[Dataset rows showing where objects appear]
* * * * *

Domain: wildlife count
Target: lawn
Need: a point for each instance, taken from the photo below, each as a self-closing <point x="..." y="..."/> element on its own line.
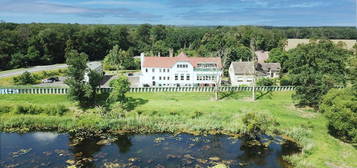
<point x="198" y="113"/>
<point x="9" y="81"/>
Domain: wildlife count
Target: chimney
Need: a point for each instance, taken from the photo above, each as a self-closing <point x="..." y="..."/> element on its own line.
<point x="171" y="52"/>
<point x="142" y="55"/>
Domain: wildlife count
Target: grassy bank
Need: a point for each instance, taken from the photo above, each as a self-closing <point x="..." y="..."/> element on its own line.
<point x="193" y="112"/>
<point x="9" y="81"/>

* * * * *

### [Work required]
Echo every item above line for line, leaving the pictures out of your output.

### [Problem solution]
Domain: wildlife count
Target: lawn
Need: a point for each instance, taken from the photo below, each as a self-closing <point x="..." y="..."/> element on its own line.
<point x="198" y="113"/>
<point x="9" y="81"/>
Domain: wildlife count
Target: chimney
Need: a point for each instance, taken from the photo above, each as a self-closing <point x="..." y="..."/> element on its own line.
<point x="171" y="52"/>
<point x="142" y="55"/>
Domain: wildlife count
Target: grassy bank
Need: a point for each instance, taken from the photo above, each as a self-closing <point x="..." y="..."/> element on its own line.
<point x="193" y="112"/>
<point x="9" y="81"/>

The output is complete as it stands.